* WHAT IS REQUIRED
What you give back must match the data exactly, minus the pictures.

[Opening SOURCE MATERIAL section]

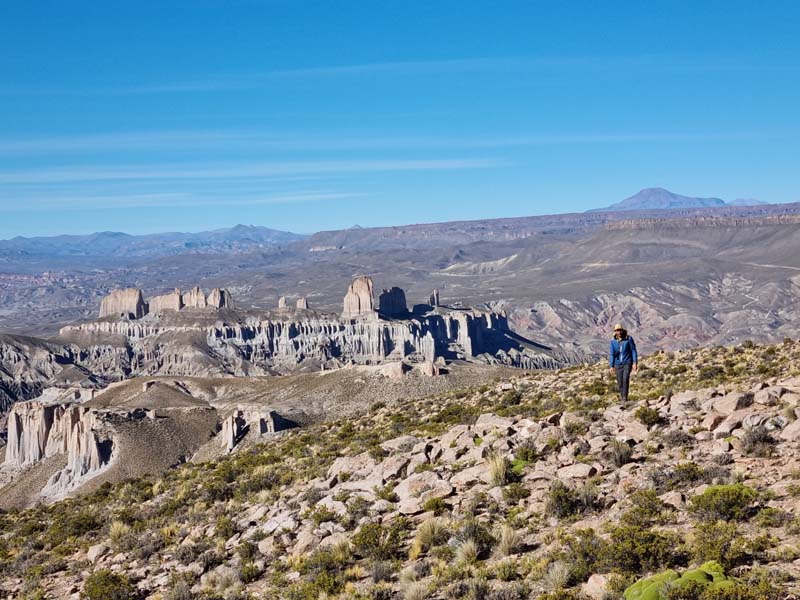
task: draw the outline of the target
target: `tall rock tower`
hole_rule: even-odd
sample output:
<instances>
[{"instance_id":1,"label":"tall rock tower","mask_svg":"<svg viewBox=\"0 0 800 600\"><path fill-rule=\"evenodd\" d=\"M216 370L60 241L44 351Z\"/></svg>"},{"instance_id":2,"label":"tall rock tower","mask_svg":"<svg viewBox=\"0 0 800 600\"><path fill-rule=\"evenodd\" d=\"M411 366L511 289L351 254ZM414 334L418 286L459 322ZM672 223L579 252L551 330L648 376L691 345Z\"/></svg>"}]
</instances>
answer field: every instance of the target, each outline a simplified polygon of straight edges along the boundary
<instances>
[{"instance_id":1,"label":"tall rock tower","mask_svg":"<svg viewBox=\"0 0 800 600\"><path fill-rule=\"evenodd\" d=\"M352 319L361 315L375 313L375 296L372 291L372 279L366 276L356 277L344 296L342 316Z\"/></svg>"}]
</instances>

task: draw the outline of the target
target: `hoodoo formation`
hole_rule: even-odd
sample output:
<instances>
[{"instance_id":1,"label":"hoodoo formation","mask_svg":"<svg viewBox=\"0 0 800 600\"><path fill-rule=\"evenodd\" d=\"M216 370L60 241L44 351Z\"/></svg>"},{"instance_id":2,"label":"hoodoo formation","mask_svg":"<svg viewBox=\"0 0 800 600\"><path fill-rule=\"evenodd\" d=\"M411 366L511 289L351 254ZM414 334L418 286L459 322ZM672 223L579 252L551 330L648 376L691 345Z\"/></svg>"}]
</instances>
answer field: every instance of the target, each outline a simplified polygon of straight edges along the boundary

[Closing SOURCE MATERIAL section]

* COMPLETED TASK
task: draw the outline of the target
target: `tall rock tower`
hole_rule: even-odd
sample output:
<instances>
[{"instance_id":1,"label":"tall rock tower","mask_svg":"<svg viewBox=\"0 0 800 600\"><path fill-rule=\"evenodd\" d=\"M216 370L60 241L44 351Z\"/></svg>"},{"instance_id":2,"label":"tall rock tower","mask_svg":"<svg viewBox=\"0 0 800 600\"><path fill-rule=\"evenodd\" d=\"M411 366L511 289L351 254ZM414 334L418 286L459 322ZM672 223L579 252L551 330L648 376L691 345Z\"/></svg>"}]
</instances>
answer field: every instance of the target, each outline a simplified polygon of straight edges along the boundary
<instances>
[{"instance_id":1,"label":"tall rock tower","mask_svg":"<svg viewBox=\"0 0 800 600\"><path fill-rule=\"evenodd\" d=\"M352 319L361 315L375 313L375 296L372 291L372 279L366 276L356 277L344 296L342 316Z\"/></svg>"}]
</instances>

task: draw the outline of the target
target: `hoodoo formation`
hole_rule: even-odd
sample output:
<instances>
[{"instance_id":1,"label":"hoodoo formation","mask_svg":"<svg viewBox=\"0 0 800 600\"><path fill-rule=\"evenodd\" d=\"M216 370L60 241L44 351Z\"/></svg>"},{"instance_id":2,"label":"hoodoo formation","mask_svg":"<svg viewBox=\"0 0 800 600\"><path fill-rule=\"evenodd\" d=\"M411 366L511 289L351 254ZM414 334L418 286L459 322ZM672 223L579 252L551 330L648 376L691 345Z\"/></svg>"}]
</instances>
answer field: every instance of the target, each outline a simplified polygon of straight edges along the boundary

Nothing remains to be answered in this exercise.